Goal of the exercise: Omit every picture and output the rest of the records exactly as they are.

Exercise input:
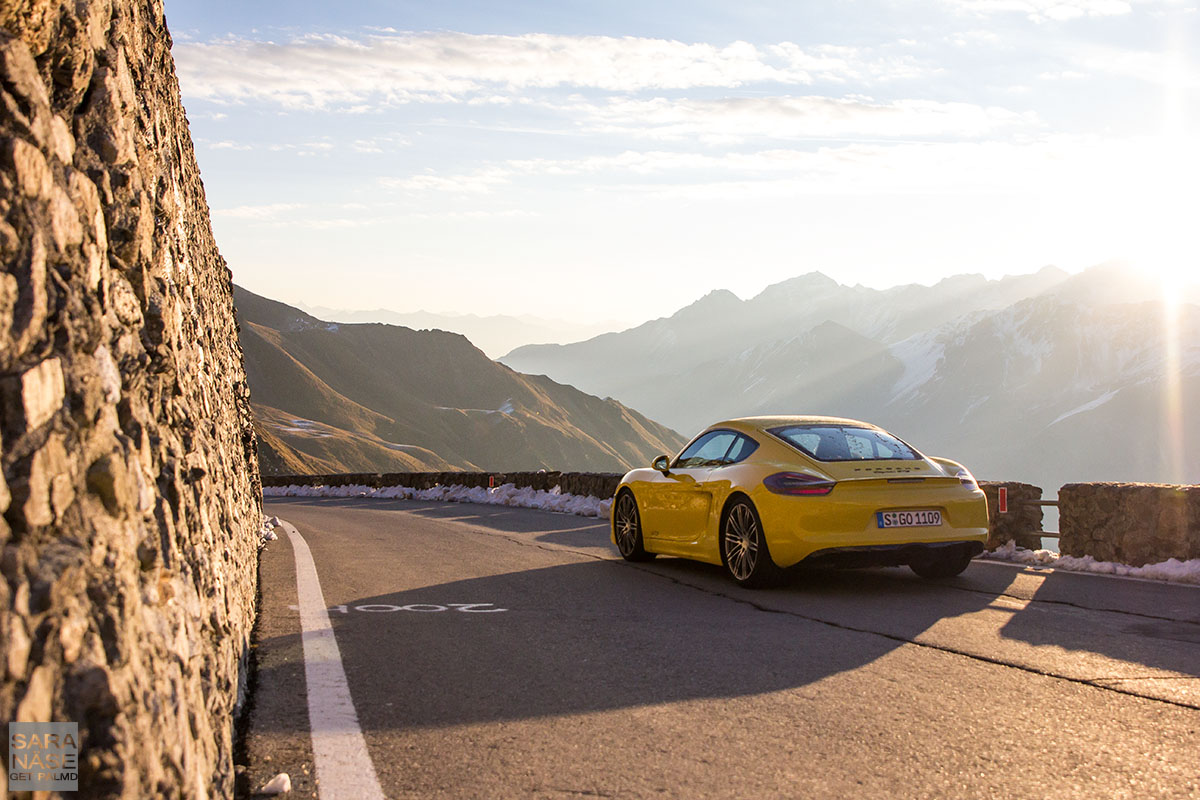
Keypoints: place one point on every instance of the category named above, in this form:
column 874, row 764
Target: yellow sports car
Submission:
column 760, row 494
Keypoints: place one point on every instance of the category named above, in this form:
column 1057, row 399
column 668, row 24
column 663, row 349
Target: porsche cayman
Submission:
column 761, row 494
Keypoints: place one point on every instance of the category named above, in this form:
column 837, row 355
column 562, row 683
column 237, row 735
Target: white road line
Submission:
column 343, row 765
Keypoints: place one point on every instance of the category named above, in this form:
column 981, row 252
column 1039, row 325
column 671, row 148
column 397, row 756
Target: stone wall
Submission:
column 130, row 489
column 1129, row 523
column 1023, row 519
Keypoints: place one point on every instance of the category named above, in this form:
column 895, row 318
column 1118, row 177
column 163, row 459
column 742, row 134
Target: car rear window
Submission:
column 845, row 443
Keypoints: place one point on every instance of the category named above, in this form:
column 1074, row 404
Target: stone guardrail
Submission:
column 1129, row 523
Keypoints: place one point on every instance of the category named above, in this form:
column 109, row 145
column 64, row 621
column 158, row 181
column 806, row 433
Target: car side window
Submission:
column 707, row 451
column 741, row 449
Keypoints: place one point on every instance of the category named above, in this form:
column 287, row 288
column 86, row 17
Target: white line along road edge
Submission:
column 343, row 765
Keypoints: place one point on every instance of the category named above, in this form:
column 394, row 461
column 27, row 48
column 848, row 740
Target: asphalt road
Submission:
column 601, row 678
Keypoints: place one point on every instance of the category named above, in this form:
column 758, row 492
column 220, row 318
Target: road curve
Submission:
column 601, row 678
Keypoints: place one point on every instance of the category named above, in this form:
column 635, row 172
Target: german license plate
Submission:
column 909, row 518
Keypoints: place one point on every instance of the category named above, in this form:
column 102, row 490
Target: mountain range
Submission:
column 333, row 397
column 495, row 334
column 1047, row 378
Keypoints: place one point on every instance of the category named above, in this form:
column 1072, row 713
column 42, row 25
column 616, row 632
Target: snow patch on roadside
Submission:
column 507, row 494
column 1171, row 570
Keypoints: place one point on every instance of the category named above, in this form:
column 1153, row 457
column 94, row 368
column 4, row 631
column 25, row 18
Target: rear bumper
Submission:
column 892, row 554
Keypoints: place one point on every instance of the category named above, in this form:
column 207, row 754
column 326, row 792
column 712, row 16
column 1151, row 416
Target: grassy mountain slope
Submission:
column 381, row 397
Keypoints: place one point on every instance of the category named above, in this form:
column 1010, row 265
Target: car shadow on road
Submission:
column 592, row 637
column 1147, row 624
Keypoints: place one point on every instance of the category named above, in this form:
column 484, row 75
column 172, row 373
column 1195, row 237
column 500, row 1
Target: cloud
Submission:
column 736, row 119
column 321, row 71
column 258, row 212
column 1045, row 10
column 478, row 182
column 1060, row 164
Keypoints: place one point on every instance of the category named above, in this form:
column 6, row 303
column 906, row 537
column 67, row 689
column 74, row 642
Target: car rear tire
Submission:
column 943, row 566
column 744, row 549
column 627, row 527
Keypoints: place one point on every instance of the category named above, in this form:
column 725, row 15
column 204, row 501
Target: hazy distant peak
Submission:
column 802, row 284
column 715, row 301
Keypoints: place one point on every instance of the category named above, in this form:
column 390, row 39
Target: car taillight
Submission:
column 797, row 483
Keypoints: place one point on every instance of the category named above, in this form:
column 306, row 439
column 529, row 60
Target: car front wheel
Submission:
column 627, row 525
column 744, row 547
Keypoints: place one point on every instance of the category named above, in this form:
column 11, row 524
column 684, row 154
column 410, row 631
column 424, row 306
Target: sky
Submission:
column 615, row 161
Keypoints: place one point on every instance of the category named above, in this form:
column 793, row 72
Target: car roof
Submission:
column 767, row 422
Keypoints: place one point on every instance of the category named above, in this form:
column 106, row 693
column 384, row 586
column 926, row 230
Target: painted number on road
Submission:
column 421, row 608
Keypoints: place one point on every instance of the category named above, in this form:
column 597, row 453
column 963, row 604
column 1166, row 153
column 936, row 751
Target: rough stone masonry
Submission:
column 130, row 483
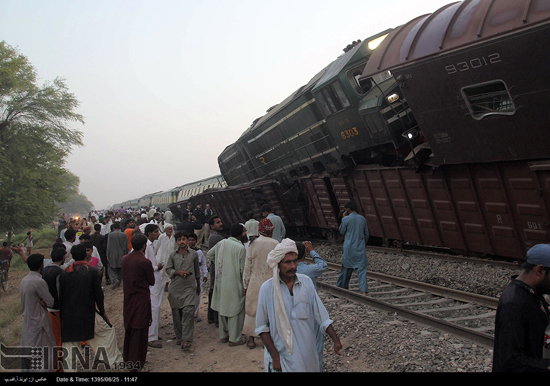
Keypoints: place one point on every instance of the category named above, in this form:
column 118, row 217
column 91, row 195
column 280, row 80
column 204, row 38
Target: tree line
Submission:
column 35, row 140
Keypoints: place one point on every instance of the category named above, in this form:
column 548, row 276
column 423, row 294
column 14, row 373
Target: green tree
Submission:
column 35, row 140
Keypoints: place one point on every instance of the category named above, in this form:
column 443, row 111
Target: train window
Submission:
column 489, row 98
column 353, row 76
column 332, row 98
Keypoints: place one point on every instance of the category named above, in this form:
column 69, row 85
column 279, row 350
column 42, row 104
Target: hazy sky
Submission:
column 166, row 85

Answer space:
Keypoints: place one point on every instance of the category named above, in this form:
column 874, row 764
Target: yellow sports car
Submission:
column 760, row 494
Keypoints: place one point on every instance of the category named above, in this form:
column 1057, row 399
column 668, row 24
column 663, row 349
Target: porsche cayman
Submission:
column 761, row 494
Keypoints: place one point on every instance of the category named above, in this form:
column 837, row 355
column 562, row 683
column 237, row 735
Target: white road line
Submission:
column 343, row 765
Keypoints: place one point on every instance of the category named above, in this form:
column 981, row 252
column 1039, row 325
column 671, row 148
column 397, row 756
Target: stone wall
Submission:
column 130, row 489
column 1129, row 523
column 1023, row 519
Keypoints: place one point on every instance of the category named above, in this form:
column 895, row 318
column 1118, row 177
column 163, row 459
column 742, row 134
Target: car rear window
Submission:
column 845, row 443
Keypoints: place one point on every instance of the category named above, in this form:
column 1074, row 404
Target: stone guardrail
Submission:
column 1129, row 523
Keypoints: place one point on every instance of the category named above, in this form:
column 109, row 145
column 64, row 621
column 158, row 181
column 806, row 433
Target: car side window
Submission:
column 707, row 451
column 741, row 449
Keypoints: place one point on every instance of the category named above, in this form:
column 287, row 288
column 86, row 17
Target: white line along road edge
Submission:
column 343, row 765
Keypoints: place one point on every instance of the category named above, in this form:
column 394, row 461
column 27, row 48
column 848, row 740
Target: asphalt road
Submission:
column 601, row 678
Keypoints: place one point on every instance of the category named above, in this form:
column 758, row 492
column 220, row 318
Target: road curve
Submission:
column 601, row 678
Keypoints: place one point on every instance of the category named above, in this form:
column 635, row 172
Target: german license plate
Submission:
column 909, row 518
Keypoints: place one point on every instance of the category named above, in this form:
column 102, row 490
Target: mountain range
Submission:
column 333, row 397
column 495, row 334
column 1047, row 378
Keypoints: place one point on every instance of the category named above, in this form:
column 1072, row 713
column 42, row 25
column 616, row 632
Target: snow patch on roadside
Submission:
column 507, row 494
column 1171, row 570
Keypoints: place one point on every instance of the category named above, in this form:
column 1153, row 457
column 94, row 368
column 4, row 631
column 25, row 18
Target: rear bumper
Submission:
column 892, row 554
Keypoints: place one point on every instance of the category named above, in this form:
column 207, row 754
column 326, row 792
column 712, row 16
column 1151, row 416
Target: grassy mountain slope
Submission:
column 381, row 397
Keypoints: place one point on every instance of the category named above, in this form:
column 1010, row 265
Target: car shadow on road
Submission:
column 592, row 637
column 1147, row 624
Keypoints: place one point on every instance of the category named above, in this form:
column 484, row 75
column 172, row 373
column 1195, row 237
column 500, row 1
Target: cloud
Submission:
column 736, row 119
column 321, row 71
column 258, row 212
column 1045, row 10
column 478, row 182
column 1060, row 164
Keypoints: place one point on every instance of the category named above, in this form:
column 6, row 303
column 906, row 537
column 67, row 689
column 74, row 642
Target: car rear tire
Submission:
column 943, row 566
column 744, row 549
column 627, row 527
Keypoints: place one point on every instance of the category named above, in this form:
column 725, row 15
column 204, row 501
Target: hazy distant peak
Submission:
column 802, row 284
column 715, row 301
Keypoints: place one point on every instance of the category named above, in this form:
column 390, row 39
Target: car taillight
Submission:
column 797, row 483
Keypoints: place one point on every instance of the category named above, in this form:
column 306, row 439
column 529, row 60
Target: car front wheel
Submission:
column 627, row 525
column 744, row 547
Keypoints: place one point on every instance of the category named above, in this form:
column 11, row 524
column 684, row 154
column 410, row 631
column 424, row 306
Target: sky
Submission:
column 615, row 161
Keypoints: place one point on every instance of the category named above, in this form:
column 793, row 72
Target: car roof
Submission:
column 767, row 422
Keypoints: place one point on every instance of the category named above, in this form:
column 106, row 693
column 384, row 586
column 926, row 230
Target: painted number on road
Submission:
column 421, row 608
Keypoints: place one point on every instance of the category named above, in this form:
column 597, row 453
column 963, row 604
column 1166, row 153
column 936, row 751
Target: rough stone masonry
Submission:
column 130, row 483
Keypoints: place one point on every instance of the category named above, in this form:
column 118, row 217
column 91, row 195
column 280, row 80
column 204, row 38
Target: tree line
Submission:
column 35, row 140
Keypoints: place one point on every instance of the category named above, in this form:
column 548, row 276
column 423, row 294
column 14, row 373
Target: green tree
Submission:
column 35, row 140
Keypoints: place one point on every instance of the category named above, in this form:
column 443, row 111
Target: train window
Submission:
column 489, row 98
column 353, row 76
column 332, row 98
Keypoints: place one point on every instance of the category named above, in this form:
column 69, row 85
column 279, row 350
column 42, row 104
Target: hazy sky
Submission:
column 166, row 85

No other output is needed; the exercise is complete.